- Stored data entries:
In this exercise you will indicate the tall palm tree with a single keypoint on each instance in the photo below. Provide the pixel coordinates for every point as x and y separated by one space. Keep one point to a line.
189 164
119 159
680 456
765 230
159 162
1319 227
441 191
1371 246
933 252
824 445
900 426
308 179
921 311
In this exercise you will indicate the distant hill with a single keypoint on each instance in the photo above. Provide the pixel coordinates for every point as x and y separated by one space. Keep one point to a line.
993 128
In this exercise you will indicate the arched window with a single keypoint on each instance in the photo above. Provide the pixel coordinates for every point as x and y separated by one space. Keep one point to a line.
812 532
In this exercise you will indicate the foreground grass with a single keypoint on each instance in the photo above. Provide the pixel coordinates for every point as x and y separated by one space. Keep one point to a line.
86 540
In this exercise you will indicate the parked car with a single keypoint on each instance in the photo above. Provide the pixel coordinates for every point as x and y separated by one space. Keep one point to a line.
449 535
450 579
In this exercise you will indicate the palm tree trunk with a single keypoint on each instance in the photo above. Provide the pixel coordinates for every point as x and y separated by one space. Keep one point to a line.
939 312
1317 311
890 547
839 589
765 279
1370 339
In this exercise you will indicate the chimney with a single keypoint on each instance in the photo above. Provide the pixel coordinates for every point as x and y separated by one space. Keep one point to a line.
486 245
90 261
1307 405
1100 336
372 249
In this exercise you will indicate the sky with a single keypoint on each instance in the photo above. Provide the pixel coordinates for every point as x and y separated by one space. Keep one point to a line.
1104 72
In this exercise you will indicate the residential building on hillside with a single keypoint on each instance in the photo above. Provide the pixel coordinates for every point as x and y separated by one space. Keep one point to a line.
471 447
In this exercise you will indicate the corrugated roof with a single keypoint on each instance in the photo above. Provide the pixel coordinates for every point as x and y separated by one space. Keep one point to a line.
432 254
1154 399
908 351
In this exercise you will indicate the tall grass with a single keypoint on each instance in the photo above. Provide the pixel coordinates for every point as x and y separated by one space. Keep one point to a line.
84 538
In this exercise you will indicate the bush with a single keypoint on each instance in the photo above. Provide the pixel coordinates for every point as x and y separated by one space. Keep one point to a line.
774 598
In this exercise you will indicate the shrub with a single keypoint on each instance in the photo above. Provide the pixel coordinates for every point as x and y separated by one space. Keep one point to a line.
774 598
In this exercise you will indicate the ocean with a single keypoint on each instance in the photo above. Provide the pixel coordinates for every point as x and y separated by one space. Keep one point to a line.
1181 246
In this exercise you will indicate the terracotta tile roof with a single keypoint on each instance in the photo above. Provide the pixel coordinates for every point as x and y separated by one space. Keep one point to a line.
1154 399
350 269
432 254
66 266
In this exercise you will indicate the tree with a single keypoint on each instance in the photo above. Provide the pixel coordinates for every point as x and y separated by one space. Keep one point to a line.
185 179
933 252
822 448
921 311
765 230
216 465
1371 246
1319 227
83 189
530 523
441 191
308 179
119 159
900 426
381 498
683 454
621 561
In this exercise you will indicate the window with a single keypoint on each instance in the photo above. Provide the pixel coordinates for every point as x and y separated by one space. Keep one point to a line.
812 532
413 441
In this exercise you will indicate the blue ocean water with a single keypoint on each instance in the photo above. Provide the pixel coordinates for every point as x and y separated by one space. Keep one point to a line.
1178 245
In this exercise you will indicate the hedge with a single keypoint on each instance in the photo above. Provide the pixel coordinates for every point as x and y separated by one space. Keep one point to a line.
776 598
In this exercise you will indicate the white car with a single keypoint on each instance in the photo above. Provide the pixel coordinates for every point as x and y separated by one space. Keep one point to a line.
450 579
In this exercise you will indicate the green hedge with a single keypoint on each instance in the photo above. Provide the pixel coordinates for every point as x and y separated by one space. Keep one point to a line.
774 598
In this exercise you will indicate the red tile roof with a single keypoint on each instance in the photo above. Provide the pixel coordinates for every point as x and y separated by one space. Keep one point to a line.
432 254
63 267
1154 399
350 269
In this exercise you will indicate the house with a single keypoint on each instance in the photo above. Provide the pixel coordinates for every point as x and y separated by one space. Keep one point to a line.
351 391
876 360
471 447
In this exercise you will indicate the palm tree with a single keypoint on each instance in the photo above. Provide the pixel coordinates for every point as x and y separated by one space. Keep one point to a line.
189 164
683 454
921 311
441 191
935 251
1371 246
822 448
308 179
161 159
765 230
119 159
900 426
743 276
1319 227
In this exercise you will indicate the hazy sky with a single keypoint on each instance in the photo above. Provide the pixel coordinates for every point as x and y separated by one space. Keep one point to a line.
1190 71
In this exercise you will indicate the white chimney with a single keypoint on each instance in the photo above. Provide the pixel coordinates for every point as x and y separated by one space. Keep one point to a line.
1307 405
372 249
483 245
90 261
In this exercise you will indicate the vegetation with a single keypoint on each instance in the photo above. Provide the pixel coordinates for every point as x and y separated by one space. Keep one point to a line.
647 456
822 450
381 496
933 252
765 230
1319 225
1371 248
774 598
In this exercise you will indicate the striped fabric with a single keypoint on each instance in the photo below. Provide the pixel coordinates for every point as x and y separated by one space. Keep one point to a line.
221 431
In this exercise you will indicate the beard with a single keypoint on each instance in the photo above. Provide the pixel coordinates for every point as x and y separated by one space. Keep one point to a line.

- To be done: Can you arrange all of the data above as a Markdown table with the columns Row and Line, giving each line its own numbered row and omitting blank lines?

- Correct result:
| Row | Line |
|---|---|
| 1 | In this exercise you will indicate the tall palm tree with a single keypoint on each instance in the photo below. Provide the pixel coordinates for every point as x and y separated by one space. Keep one point to a line. |
| 2 | 189 164 |
| 3 | 119 159 |
| 4 | 680 456 |
| 5 | 765 230 |
| 6 | 159 162 |
| 7 | 1319 227 |
| 8 | 441 191 |
| 9 | 1371 246 |
| 10 | 933 252 |
| 11 | 824 445 |
| 12 | 900 426 |
| 13 | 308 179 |
| 14 | 921 311 |
| 15 | In this exercise you will indicate the distant hill with a single keypoint on each instance in the photo above. Provide the pixel coordinates for every point as x and y separated by one space. Keep one point to a line. |
| 16 | 993 128 |
| 17 | In this exercise you will indicate the arched window with a single keypoint on each instance in the photo above. Provide the pixel coordinates for every point as x and y separated by one space. Keep one point to a line. |
| 18 | 812 532 |
| 19 | In this exercise you will indicate the foreground grass with a single keypoint on each instance in the photo above. Provide the pixel coordinates for every point as x and y separated by one space. Keep one point to a line. |
| 20 | 86 540 |
| 21 | In this exercise you will indicate the parked car with a single keypoint on each instance in the photo above. Provide the pixel coordinates for every point as x and y separated by one space. Keep one point to a line. |
| 22 | 449 535 |
| 23 | 450 579 |
| 24 | In this exercise you will indicate the palm tree trunk with a single keypoint on each instance in the photo above. Provide the pixel coordinates for every point as x and y separated by one space. Keep one point to a line. |
| 25 | 939 312 |
| 26 | 1317 311 |
| 27 | 890 547 |
| 28 | 839 589 |
| 29 | 765 279 |
| 30 | 1370 339 |
| 31 | In this exercise you will indicate the chimney with a single keypoint on each instance in the photo above. Provide the pixel coordinates for every point as x and y separated by one space. Keep one point to a line. |
| 32 | 486 245 |
| 33 | 90 261 |
| 34 | 1307 405 |
| 35 | 1100 336 |
| 36 | 372 249 |
| 37 | In this exercise you will indicate the sky with a single keypoint on each instance in the photo above. Provide the pixel coordinates for every point as x and y separated by one space. Keep one point to a line. |
| 38 | 1104 72 |
| 39 | In this exercise you will indicate the residential building on hillside with a single keypoint on each instance in the photo above. Provide the pixel coordinates for every point as x and y separated by one space. Keep one point to a line. |
| 40 | 471 447 |
| 41 | In this exercise you will indicate the corrugated roof with a single keypoint on each instance in the photo above. Provide the pixel coordinates for every point as x and y separated by one space. Keep one point to a line. |
| 42 | 432 254 |
| 43 | 1154 399 |
| 44 | 908 351 |
| 45 | In this exercise you will indicate the tall grass with a single keypoint on each instance in the photo above. Provide the pixel coordinates for every point as x and y separated by one space. Keep one point to a line. |
| 46 | 84 538 |
| 47 | In this exercise you will indicate the bush with a single keypoint on each instance in the photo above. Provide the pixel coordinates for every point as x and y separated by one space. Keep one point to a line. |
| 48 | 774 598 |
| 49 | In this exercise you will indicate the shrub with a single keypoint on each instance in the photo above. Provide the pixel coordinates for every point as x and y separated by one space. Keep one point to a line. |
| 50 | 774 598 |
| 51 | In this exercise you will indicate the ocean with a single keypoint on each instance in the photo above. Provide the pixel coordinates for every point as x and y separated by one space. Keep one point to a line. |
| 52 | 1181 246 |
| 53 | In this exercise you will indicate the terracotta tile roof with a single keypoint on each instance in the photo above. Provide the pixel coordinates for every point as x and y separated by one space. Keep one point to a line. |
| 54 | 1154 399 |
| 55 | 350 269 |
| 56 | 432 254 |
| 57 | 66 266 |
| 58 | In this exercise you will indicate the tree with a single keypoint on each instance in the photo above. Provide the pixel coordinates for every point as x and y separated by one space. Keep one point to a line. |
| 59 | 185 179 |
| 60 | 933 252 |
| 61 | 822 448 |
| 62 | 921 311 |
| 63 | 765 230 |
| 64 | 216 465 |
| 65 | 1371 246 |
| 66 | 1319 227 |
| 67 | 83 189 |
| 68 | 530 523 |
| 69 | 441 191 |
| 70 | 308 179 |
| 71 | 119 159 |
| 72 | 900 426 |
| 73 | 381 498 |
| 74 | 683 454 |
| 75 | 621 561 |
| 76 | In this exercise you will indicate the window with a single keypoint on each instance in the photo above. Provide the pixel coordinates for every point as x and y separated by one space. Keep one point to a line. |
| 77 | 812 532 |
| 78 | 413 441 |
| 79 | In this exercise you will indicate the blue ocean water with a single keypoint on each instance in the photo above. Provide the pixel coordinates for every point as x and y separated by one space. Keep one point to a line. |
| 80 | 1178 245 |
| 81 | In this exercise you will indicate the hedge with a single keypoint on each instance in the photo above. Provide the pixel coordinates for every point as x and y separated by one space. Keep one point to a line. |
| 82 | 776 598 |
| 83 | In this exercise you will indicate the white car with a single keypoint on each instance in the photo above. Provide the pixel coordinates for every point as x and y separated by one space. Keep one point to a line. |
| 84 | 450 579 |
| 85 | In this exercise you will indicate the green hedge with a single keypoint on each instance in the photo above. Provide the pixel coordinates for every point as x and y separated by one space. Keep one point to a line. |
| 86 | 774 598 |
| 87 | In this exercise you will indicate the red tile roof with a single keypoint on each instance in the photo above. Provide the pixel coordinates for every point as x and y separated by one space. Keep one point to a line. |
| 88 | 432 254 |
| 89 | 63 267 |
| 90 | 1154 399 |
| 91 | 350 269 |
| 92 | In this exercise you will indicate the house with a single keypoint on each instance in the photo above. Provide the pixel coordinates for every point as x and y separated by one space. Keep one point to a line. |
| 93 | 351 391 |
| 94 | 876 360 |
| 95 | 471 447 |
| 96 | In this exercise you will indicate the palm tree with a single keypoint on each instance in the photo above. Provide the pixel coordinates for every point as x and y separated by one space. Keep one point to a line. |
| 97 | 189 164 |
| 98 | 683 454 |
| 99 | 921 311 |
| 100 | 441 191 |
| 101 | 935 251 |
| 102 | 1371 246 |
| 103 | 822 448 |
| 104 | 308 179 |
| 105 | 161 159 |
| 106 | 765 230 |
| 107 | 119 159 |
| 108 | 900 426 |
| 109 | 743 276 |
| 110 | 1319 227 |
| 111 | In this exercise you will indicate the hazy sky with a single keypoint on each instance in the photo above. Provide the pixel coordinates for every point as x and y separated by one space. Keep one point to a line. |
| 112 | 1190 71 |
| 113 | In this exercise you will indicate the white chimney with a single keypoint on each instance in the photo above. Provide the pixel coordinates for every point as x and y separated by one space. Keep one point to a line. |
| 114 | 1307 405 |
| 115 | 372 249 |
| 116 | 483 245 |
| 117 | 90 261 |
| 118 | In this exercise you will indicate the vegetation with a single keypoint on each instance in the photo above. Provide the pixel coordinates for every point as x and y separated by one space. Keep one point to a line. |
| 119 | 647 456 |
| 120 | 822 450 |
| 121 | 381 496 |
| 122 | 933 252 |
| 123 | 765 230 |
| 124 | 1319 225 |
| 125 | 1371 248 |
| 126 | 774 598 |
| 127 | In this exercise you will indicate the striped fabric with a single keypoint on each instance in the photo below. Provide the pixel coordinates for every point as x and y separated by one space. Keep one point to a line. |
| 128 | 221 431 |
| 129 | In this exercise you will indicate the beard with a single keypoint on each instance in the photo above. Provide the pixel coordinates for every point as x and y separated by one space. Keep one point to a line. |